- _Fragmento del documento_:
####################
A su Católica Majestad le había costado tomar la decisión, pero ya estaba harto de que la Iglesia le montara un motín cada vez que intentaba implantar alguna reforma, por tímida que fuera, que aportara racionalidad a un Reino anquilosado por siglos de oscurantismo. Por supuesto, antes de decretar la expulsión de los jesuitas, Carlos III había sondeado la posible reacción del Vaticano y no parecía que ésta fuera a ser excesivamente radical, escribe Juan Ignacio Bartolomé, en Economistas Frente a la Crisis.
Desde el Concilio de Trento los jesuitas habían ido creando una organización potente que, en cierta medida, lideraba el pensamiento de la Iglesia Católica española. Estaban especialmente dotados para la intriga y tenían muy clara la importancia del control de la educación para el mantenimiento del poder de la Iglesia. Sobre todo la educación de las élites. En esta línea, la Compañía de Jesús controlaba una institución con un peso considerable, el Seminario de Nobles, donde se formaban los llamados a dirigir la política, la economía y el ejército del Reino.
La salida de la Compañía del territorio creaba un hueco difícil de cubrir y su Majestad recurrió a un personaje ilustrado, un sabio con un vasto y polifacético conocimiento y una trayectoria impresionante como científico, explorador e impulsor de industrias como la construcción naval, tan decisiva para un Imperio donde no se ponía el sol. Carlos III encargó a Jorge Juan la dirección del Seminario de Nobles, consciente de la necesidad de modernizar la formación de los futuros dirigentes.
Desde el principio Jorge Juan se empeñó en lo que probablemente fue uno de sus mayores logros. También el último, pues murió tres años después. Consiguió, tras ardua batalla, que los manuales del Seminario no tuvieran que pasar por la censura de la Inquisición, como era preceptivo. Su intención era aparentemente simple. Quería que sus alumnos supieran que la Tierra daba vueltas alrededor del Sol.
####################
- _Enunciado 1_: Enumera los ámbitos del Reino que iban a dirigir quienes se formaban en el Seminario de Nobles, según el fragmento sobre Carlos III y los jesuitas.
- _Enunciado 2_: En el fragmento sobre Carlos III y los jesuitas, ¿qué quería Jorge Juan que supieran sus alumnos?

- _Entradas guardadas_:
####################
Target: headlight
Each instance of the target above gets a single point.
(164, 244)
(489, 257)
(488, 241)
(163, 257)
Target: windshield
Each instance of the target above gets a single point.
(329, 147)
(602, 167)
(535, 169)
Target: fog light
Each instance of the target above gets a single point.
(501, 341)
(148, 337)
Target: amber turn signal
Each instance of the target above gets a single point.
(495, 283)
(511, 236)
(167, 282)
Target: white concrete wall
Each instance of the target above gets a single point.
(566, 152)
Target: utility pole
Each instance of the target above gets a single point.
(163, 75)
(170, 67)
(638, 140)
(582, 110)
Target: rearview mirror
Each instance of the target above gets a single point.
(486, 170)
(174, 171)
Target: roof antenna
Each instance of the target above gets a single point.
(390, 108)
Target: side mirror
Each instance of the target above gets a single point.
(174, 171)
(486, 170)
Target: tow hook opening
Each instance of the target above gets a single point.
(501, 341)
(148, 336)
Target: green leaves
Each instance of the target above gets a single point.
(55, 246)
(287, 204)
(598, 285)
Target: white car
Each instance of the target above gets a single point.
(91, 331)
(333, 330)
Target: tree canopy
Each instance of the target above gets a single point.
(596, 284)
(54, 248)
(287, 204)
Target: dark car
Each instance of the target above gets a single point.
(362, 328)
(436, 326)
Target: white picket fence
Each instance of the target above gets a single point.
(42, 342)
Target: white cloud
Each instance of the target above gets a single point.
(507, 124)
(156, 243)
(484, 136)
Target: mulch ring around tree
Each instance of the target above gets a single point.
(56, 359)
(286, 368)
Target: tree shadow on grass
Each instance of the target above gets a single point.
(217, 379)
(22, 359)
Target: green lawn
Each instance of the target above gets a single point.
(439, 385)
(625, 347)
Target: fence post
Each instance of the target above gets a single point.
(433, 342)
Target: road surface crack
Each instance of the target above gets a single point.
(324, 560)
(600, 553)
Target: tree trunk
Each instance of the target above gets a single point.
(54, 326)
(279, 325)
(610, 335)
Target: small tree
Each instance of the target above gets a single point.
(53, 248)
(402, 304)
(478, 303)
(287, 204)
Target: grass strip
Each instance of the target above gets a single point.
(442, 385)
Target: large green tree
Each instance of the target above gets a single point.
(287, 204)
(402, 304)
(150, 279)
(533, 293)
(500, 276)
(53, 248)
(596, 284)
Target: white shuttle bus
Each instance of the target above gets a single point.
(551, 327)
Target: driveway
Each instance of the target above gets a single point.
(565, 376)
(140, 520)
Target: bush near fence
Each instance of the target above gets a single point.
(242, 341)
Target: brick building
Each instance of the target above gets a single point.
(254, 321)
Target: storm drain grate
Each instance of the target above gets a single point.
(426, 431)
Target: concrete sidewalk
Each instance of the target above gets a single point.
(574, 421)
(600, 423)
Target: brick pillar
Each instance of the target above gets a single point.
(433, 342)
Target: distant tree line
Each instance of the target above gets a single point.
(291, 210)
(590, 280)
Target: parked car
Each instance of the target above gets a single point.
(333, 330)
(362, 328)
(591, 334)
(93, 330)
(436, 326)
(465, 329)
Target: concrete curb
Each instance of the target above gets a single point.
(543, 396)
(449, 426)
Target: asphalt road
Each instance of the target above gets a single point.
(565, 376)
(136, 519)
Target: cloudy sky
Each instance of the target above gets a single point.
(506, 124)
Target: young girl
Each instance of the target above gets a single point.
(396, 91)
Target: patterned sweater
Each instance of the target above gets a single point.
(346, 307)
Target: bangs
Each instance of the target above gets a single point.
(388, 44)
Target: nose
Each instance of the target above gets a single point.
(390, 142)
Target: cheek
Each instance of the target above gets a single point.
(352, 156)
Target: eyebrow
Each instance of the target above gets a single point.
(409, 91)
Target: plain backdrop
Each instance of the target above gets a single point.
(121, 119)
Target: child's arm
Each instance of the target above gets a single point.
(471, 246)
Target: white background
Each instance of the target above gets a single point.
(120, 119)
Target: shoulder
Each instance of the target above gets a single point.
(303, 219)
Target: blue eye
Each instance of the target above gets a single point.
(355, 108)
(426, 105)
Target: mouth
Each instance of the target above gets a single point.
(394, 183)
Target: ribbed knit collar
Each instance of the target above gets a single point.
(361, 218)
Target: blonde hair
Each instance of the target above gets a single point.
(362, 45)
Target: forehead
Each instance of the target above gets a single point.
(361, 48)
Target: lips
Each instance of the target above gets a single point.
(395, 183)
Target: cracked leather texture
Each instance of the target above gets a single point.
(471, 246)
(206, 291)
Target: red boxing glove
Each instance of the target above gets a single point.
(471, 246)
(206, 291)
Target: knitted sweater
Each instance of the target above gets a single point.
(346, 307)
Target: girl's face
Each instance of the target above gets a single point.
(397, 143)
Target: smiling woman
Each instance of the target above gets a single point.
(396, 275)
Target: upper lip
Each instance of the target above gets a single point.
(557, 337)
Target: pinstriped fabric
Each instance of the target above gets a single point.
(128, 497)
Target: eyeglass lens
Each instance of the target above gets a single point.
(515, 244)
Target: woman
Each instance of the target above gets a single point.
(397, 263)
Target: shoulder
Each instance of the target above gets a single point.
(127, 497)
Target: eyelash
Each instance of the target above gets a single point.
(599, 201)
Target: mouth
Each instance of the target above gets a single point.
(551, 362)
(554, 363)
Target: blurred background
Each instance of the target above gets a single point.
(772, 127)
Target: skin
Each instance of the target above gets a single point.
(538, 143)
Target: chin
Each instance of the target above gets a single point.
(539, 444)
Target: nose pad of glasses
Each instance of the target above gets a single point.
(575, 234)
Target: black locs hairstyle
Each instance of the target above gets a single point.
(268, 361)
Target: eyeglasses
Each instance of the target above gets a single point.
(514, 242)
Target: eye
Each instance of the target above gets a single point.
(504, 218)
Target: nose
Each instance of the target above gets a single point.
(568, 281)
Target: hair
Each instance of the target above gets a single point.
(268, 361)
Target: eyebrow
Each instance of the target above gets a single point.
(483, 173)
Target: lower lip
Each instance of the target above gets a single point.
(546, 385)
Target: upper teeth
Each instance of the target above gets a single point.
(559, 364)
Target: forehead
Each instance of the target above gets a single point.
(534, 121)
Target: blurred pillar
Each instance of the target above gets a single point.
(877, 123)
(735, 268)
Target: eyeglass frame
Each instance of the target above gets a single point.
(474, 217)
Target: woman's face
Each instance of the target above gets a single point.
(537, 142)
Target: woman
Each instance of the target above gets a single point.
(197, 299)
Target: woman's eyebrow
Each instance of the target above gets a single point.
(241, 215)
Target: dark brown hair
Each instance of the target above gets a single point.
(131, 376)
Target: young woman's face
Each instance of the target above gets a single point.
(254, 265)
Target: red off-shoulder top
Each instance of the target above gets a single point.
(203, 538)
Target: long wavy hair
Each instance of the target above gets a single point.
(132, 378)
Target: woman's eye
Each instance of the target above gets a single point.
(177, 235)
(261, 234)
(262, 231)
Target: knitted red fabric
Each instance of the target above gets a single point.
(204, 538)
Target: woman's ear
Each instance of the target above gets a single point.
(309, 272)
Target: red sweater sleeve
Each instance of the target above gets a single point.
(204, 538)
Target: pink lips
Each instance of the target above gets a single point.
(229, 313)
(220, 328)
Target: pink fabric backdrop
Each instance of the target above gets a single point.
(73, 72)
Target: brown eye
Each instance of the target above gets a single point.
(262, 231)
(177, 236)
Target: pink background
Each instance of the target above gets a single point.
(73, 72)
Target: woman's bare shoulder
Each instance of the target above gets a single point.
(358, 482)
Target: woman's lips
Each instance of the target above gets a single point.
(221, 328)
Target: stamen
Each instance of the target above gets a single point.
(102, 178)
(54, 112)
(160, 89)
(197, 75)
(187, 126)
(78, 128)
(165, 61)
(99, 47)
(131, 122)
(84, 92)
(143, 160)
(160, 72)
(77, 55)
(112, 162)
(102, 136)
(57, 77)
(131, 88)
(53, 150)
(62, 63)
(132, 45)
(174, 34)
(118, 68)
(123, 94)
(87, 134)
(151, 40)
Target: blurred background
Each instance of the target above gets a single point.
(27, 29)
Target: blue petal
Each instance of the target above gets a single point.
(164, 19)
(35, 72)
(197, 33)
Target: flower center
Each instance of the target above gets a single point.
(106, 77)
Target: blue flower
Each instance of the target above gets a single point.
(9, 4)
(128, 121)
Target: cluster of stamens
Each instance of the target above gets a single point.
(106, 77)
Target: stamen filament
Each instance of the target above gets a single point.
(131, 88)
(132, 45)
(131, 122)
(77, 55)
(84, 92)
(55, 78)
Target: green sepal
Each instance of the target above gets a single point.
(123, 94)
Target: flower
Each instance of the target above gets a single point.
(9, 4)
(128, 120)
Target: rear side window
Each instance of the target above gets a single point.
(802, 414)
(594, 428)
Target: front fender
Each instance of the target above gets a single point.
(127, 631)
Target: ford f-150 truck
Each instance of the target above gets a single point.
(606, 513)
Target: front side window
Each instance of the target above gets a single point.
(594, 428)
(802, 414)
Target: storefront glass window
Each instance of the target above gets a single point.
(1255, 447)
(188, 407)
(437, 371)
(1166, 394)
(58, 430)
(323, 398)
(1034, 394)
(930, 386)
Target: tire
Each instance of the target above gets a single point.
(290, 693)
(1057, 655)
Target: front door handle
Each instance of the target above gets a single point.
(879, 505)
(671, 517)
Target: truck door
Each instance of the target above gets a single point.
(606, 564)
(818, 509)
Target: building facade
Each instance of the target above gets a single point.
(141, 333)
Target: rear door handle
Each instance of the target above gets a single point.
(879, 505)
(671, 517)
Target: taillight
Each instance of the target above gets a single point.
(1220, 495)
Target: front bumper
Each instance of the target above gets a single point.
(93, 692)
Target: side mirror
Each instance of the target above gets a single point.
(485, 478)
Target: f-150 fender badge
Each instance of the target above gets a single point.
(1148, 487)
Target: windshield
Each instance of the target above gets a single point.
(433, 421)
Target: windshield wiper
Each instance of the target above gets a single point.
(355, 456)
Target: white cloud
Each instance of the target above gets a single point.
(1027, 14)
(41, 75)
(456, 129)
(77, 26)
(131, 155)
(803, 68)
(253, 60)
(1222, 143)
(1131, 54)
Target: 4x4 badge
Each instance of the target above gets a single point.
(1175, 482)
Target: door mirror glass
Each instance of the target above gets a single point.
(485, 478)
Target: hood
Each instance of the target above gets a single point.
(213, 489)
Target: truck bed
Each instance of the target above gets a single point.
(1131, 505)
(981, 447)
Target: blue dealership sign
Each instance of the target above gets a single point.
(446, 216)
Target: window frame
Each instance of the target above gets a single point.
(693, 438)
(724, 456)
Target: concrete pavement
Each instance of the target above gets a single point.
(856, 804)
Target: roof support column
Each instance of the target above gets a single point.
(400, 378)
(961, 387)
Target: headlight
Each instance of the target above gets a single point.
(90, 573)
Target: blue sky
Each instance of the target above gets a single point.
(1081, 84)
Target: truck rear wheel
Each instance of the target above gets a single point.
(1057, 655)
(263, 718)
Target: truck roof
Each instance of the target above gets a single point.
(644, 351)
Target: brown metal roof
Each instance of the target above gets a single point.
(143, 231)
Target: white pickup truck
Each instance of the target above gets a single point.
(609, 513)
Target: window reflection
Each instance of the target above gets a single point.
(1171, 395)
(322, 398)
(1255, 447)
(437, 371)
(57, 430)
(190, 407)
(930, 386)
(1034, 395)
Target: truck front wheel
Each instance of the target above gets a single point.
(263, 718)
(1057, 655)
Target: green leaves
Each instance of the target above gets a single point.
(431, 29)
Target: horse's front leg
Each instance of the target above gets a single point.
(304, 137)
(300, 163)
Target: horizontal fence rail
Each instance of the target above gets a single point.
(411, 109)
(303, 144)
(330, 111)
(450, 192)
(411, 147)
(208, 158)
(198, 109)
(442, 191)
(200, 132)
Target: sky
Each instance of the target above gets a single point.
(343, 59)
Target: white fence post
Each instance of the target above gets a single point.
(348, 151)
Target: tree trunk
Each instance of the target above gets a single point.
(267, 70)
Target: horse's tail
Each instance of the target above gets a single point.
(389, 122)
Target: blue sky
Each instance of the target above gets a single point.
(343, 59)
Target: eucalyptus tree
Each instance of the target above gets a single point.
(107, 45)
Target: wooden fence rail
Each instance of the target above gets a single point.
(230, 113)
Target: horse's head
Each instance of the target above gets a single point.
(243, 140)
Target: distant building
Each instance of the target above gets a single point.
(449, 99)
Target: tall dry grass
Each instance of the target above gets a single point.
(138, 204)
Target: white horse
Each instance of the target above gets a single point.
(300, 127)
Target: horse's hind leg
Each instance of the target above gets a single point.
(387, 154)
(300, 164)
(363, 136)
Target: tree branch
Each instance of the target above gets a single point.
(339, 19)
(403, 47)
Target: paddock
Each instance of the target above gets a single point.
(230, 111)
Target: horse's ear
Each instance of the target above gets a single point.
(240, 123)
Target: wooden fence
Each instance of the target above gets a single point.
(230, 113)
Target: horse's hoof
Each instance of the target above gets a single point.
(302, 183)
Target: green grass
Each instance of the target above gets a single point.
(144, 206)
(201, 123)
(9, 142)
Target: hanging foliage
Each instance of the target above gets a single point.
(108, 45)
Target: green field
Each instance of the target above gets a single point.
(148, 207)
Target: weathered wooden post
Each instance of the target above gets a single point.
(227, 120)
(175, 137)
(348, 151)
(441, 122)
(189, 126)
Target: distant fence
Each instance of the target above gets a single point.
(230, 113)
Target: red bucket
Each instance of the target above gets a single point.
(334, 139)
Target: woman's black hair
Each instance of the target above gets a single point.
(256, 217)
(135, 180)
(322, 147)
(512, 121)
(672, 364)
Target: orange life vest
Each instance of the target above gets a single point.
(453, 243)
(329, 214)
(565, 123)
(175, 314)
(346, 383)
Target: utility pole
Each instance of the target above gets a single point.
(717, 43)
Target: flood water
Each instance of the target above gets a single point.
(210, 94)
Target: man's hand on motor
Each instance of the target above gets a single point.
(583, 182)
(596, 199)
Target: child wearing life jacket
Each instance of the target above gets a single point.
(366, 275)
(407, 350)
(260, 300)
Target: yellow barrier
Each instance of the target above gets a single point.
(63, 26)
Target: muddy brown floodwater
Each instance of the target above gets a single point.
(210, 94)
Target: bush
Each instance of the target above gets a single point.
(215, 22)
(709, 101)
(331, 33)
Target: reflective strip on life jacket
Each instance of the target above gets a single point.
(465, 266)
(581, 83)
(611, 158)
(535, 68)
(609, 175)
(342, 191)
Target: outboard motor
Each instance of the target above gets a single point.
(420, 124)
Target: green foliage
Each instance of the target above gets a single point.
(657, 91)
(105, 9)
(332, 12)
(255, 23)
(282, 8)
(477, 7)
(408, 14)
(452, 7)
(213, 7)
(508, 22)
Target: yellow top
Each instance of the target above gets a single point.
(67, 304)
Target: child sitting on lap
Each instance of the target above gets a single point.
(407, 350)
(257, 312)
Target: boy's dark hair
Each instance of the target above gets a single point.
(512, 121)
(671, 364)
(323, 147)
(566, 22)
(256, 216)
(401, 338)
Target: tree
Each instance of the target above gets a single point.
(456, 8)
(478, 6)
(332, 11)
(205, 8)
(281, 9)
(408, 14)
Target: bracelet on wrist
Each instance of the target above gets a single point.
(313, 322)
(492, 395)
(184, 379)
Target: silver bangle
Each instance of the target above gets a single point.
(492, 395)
####################
- _Respuesta 1_: La política, la economía y el ejército.

- _Respuesta 2_: Que la Tierra daba vueltas alrededor del Sol.